Le titre original, "The Norse Mythology", aurait dû être traduit par "La mythologie nordique", au lieu de quoi on a le mot Viking, énorme, imprimé en relief, sur fond de marteau runique tout aussi surdimensionné. Soupir. Allez, pour Neil Gaiman je suis prêt à passer outre la couverture putassière.

Et puis le marteau de Thor, ça reste sympa.

Le propos

Neil Gaiman a grandi en lisant des comics, en particulier les aventures de Thor (le super héros). Il en a conçu un intérêt précoce et durable pour les légendes qui servaient d'inspiration aux bandes dessinées. Dans cet ouvrage, il nous propose de partager sa passion en réécrivant les principaux récits du mythe.

D'une manière très classique, le livre consiste en une introduction de l'auteur, puis une présentation des trois personnages principaux (Odin, Thor et Loki), suivie d'un récit de genèse. Il présente ensuite Yggdrasill, l'arbre du monde, ce qui amène naturellement au récit de la transe d'Odin au puits de Mimir, où se trouve la troisieme racine de l'arbre. (Vous suivez ?)

S'ensuivent une série de contes, certains très classiques, d'autres moins connus, mettant en scène nos protagonistes dans des aventures qui mélangent dieux, nains, géants, et en général quelques méfaits de Loki. Le dernier récit est, comme de juste, celui du Ragnarok, la fin des temps annoncée et racontée à l'avance.

_Données extraites_
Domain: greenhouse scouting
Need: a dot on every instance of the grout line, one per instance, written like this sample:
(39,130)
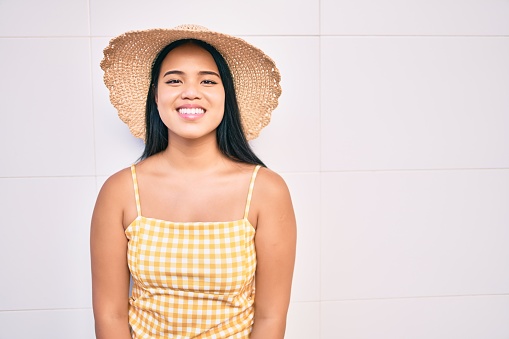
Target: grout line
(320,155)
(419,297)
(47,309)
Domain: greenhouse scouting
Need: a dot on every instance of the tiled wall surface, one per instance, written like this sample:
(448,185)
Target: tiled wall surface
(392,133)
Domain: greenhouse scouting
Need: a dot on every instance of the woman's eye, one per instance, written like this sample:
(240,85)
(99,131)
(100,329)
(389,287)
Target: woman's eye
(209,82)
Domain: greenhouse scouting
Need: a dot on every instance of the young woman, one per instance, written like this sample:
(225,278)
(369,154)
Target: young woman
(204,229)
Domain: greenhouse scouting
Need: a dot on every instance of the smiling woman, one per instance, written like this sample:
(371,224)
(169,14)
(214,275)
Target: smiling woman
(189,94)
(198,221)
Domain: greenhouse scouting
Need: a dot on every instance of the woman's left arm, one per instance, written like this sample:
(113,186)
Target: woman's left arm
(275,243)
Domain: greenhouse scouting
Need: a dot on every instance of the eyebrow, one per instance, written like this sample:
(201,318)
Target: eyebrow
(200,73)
==
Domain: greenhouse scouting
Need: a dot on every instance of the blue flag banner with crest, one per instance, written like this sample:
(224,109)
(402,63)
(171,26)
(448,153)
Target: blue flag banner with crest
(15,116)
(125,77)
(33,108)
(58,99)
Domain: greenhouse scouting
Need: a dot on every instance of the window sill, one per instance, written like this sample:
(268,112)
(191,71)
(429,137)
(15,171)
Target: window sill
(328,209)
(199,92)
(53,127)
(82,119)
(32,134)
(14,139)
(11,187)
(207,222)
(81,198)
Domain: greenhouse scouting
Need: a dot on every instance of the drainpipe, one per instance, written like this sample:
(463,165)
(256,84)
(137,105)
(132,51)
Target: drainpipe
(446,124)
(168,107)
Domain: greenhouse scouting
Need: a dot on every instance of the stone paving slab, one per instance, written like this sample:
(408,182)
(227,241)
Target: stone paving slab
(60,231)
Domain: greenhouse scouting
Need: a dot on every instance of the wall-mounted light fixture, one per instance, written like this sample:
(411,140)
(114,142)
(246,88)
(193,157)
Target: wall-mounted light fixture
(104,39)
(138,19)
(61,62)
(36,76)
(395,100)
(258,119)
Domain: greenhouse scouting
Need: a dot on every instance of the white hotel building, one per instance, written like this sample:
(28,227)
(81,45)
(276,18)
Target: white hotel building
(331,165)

_Problème court_
Répondez à ces questions sur la critique du livre de Neil Gaiman, en numérotant vos réponses de la même façon :
1. Quel est le titre original du livre ?
2. Quels sont les trois personnages principaux présentés ?
3. Quel récit clôt le livre ?

_Réponse attendue_
1. « The Norse Mythology »
2. Odin, Thor et Loki
3. Le récit du Ragnarok, la fin des temps